**Action item:** Return exactly the lines below, starting with the one that has "the wooden dock." and going on through the one that has "of the dusk".

^^^^^^^^^^^^^^^^

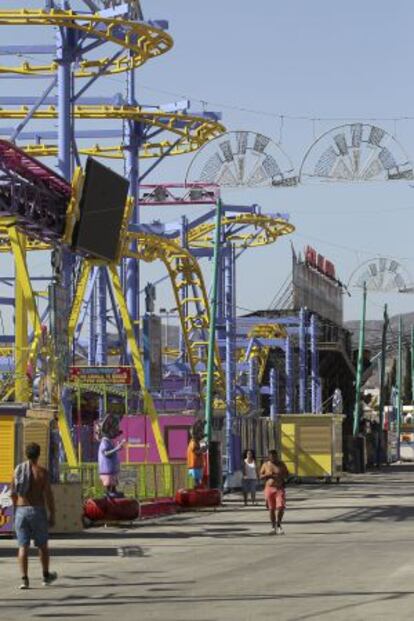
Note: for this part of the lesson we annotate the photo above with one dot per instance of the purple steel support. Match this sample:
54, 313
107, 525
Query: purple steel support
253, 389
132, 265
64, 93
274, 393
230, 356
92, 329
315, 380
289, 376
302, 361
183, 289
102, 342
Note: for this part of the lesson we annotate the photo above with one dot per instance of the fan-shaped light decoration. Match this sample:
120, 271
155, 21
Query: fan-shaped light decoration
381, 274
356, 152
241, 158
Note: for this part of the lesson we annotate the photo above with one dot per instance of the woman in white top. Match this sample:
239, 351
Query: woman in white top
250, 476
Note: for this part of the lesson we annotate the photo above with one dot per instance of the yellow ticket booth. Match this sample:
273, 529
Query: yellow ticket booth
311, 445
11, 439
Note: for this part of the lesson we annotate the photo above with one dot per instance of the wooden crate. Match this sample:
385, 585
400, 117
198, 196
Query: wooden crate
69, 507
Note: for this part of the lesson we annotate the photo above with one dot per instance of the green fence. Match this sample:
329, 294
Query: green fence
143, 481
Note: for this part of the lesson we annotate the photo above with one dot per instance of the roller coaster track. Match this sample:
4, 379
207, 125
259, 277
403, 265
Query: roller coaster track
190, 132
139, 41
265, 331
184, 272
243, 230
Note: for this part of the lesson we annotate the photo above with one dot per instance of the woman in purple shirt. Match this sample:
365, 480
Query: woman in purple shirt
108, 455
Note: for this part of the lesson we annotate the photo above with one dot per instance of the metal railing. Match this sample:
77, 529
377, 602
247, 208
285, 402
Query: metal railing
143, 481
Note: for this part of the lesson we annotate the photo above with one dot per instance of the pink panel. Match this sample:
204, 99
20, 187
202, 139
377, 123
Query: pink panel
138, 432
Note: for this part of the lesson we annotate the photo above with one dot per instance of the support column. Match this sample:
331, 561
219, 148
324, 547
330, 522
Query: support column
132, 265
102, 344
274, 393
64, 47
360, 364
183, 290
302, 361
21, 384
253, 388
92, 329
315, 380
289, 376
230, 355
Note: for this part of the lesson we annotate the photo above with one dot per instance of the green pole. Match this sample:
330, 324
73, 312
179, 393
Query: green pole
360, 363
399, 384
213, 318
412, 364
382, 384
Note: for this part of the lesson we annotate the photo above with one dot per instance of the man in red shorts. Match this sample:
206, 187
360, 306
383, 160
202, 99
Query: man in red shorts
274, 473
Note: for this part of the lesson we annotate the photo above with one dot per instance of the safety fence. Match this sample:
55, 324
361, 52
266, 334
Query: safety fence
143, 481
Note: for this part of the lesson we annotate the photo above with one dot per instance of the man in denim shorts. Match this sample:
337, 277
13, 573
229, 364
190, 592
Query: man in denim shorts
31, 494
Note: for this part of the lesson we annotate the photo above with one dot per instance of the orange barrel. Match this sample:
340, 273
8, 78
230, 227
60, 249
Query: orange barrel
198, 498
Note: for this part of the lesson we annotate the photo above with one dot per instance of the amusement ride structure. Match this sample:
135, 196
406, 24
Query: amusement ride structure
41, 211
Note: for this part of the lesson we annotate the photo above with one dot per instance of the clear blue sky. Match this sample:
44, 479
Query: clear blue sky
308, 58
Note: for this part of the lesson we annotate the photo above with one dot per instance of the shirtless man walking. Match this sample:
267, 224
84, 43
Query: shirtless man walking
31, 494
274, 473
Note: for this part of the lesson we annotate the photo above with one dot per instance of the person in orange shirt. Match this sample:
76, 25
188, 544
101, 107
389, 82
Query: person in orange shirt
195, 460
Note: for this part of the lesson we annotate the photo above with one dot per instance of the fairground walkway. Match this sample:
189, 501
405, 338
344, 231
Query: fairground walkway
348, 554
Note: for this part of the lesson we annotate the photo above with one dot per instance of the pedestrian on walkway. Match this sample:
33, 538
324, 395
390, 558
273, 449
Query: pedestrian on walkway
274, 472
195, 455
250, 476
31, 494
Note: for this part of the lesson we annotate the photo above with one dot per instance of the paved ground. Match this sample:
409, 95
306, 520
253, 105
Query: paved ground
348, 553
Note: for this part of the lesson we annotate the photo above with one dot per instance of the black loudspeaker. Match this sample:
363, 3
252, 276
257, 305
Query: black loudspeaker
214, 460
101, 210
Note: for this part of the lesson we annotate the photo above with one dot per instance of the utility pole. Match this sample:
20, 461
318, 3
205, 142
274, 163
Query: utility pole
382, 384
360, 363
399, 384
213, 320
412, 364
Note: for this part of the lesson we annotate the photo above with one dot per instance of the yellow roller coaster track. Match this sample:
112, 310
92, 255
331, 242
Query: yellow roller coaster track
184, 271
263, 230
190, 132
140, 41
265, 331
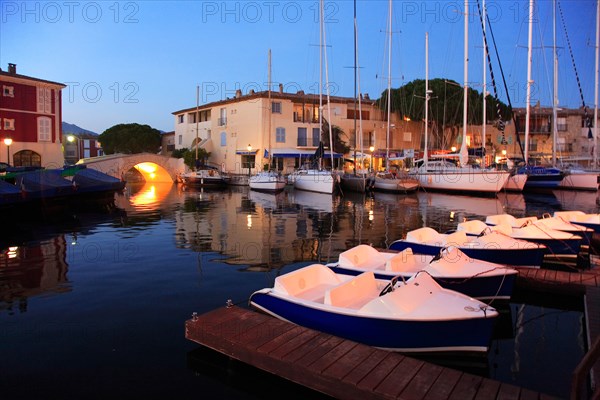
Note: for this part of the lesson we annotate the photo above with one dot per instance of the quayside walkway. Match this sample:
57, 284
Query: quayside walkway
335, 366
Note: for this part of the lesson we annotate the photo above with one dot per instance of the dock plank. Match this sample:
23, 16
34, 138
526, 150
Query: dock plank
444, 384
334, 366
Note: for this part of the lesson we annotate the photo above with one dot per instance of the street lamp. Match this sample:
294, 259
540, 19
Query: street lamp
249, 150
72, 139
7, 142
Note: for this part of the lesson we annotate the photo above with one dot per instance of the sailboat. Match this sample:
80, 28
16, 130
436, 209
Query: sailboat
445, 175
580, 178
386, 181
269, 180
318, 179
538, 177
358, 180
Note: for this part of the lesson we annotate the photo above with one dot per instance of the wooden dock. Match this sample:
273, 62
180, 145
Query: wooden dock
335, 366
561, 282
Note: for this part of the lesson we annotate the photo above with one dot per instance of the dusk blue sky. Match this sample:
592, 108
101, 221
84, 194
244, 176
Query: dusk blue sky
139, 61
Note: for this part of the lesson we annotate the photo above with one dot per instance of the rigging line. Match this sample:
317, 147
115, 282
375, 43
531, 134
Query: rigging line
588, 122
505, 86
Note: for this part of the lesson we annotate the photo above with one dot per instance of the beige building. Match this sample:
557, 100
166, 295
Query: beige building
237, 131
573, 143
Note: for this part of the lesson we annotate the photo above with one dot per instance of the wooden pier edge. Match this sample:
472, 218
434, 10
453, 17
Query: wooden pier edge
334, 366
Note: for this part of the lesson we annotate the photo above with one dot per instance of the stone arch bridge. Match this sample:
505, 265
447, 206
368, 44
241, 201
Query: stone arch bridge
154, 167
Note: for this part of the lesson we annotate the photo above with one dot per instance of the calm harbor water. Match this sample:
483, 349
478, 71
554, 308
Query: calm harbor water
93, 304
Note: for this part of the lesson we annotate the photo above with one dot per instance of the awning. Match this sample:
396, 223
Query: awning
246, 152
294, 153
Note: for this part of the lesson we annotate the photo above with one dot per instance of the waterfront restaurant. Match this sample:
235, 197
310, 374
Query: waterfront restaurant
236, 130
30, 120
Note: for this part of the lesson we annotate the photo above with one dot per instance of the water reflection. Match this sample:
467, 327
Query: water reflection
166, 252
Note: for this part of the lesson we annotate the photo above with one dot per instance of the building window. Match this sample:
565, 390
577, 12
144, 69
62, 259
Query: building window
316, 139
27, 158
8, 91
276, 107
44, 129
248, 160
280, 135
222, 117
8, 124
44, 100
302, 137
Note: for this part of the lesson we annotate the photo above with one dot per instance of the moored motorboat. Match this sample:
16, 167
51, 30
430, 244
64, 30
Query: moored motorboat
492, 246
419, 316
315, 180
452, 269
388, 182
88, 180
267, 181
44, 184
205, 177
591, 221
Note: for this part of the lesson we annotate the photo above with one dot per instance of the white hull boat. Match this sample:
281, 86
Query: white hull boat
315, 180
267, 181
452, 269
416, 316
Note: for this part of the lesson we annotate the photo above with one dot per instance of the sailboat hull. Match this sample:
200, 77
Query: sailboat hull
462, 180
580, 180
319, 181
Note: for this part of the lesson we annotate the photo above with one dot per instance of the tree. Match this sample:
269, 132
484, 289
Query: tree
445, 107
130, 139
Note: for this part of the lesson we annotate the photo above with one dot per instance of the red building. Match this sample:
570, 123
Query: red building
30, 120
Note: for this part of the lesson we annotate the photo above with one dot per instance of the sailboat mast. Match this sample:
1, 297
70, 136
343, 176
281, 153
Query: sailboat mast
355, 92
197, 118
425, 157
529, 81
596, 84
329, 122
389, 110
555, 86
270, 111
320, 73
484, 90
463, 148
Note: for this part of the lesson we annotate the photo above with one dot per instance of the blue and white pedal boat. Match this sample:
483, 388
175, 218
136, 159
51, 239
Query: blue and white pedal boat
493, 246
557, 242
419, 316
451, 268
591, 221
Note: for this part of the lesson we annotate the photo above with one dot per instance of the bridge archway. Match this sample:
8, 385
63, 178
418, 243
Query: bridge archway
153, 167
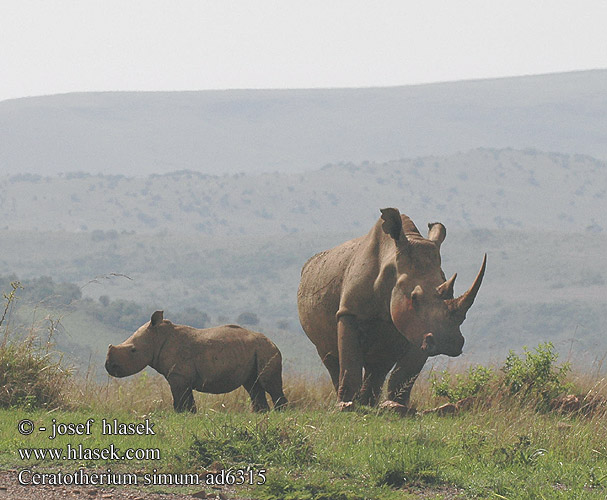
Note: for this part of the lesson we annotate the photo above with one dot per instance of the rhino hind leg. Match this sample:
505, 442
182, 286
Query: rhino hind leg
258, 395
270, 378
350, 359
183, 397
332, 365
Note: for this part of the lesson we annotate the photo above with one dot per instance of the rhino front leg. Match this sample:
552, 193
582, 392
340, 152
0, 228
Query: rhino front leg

^^^^^^^^^^^^^^^^

**Response area:**
Note: for this part of the lesson we annotate the photo above with one dot per instance of the wooden dock. Match this sample:
273, 62
180, 145
Query: wooden dock
335, 366
561, 282
Note: for this part of the lesson we annotate the photo above with one dot per instance of the dusk blue sky. Match this sample:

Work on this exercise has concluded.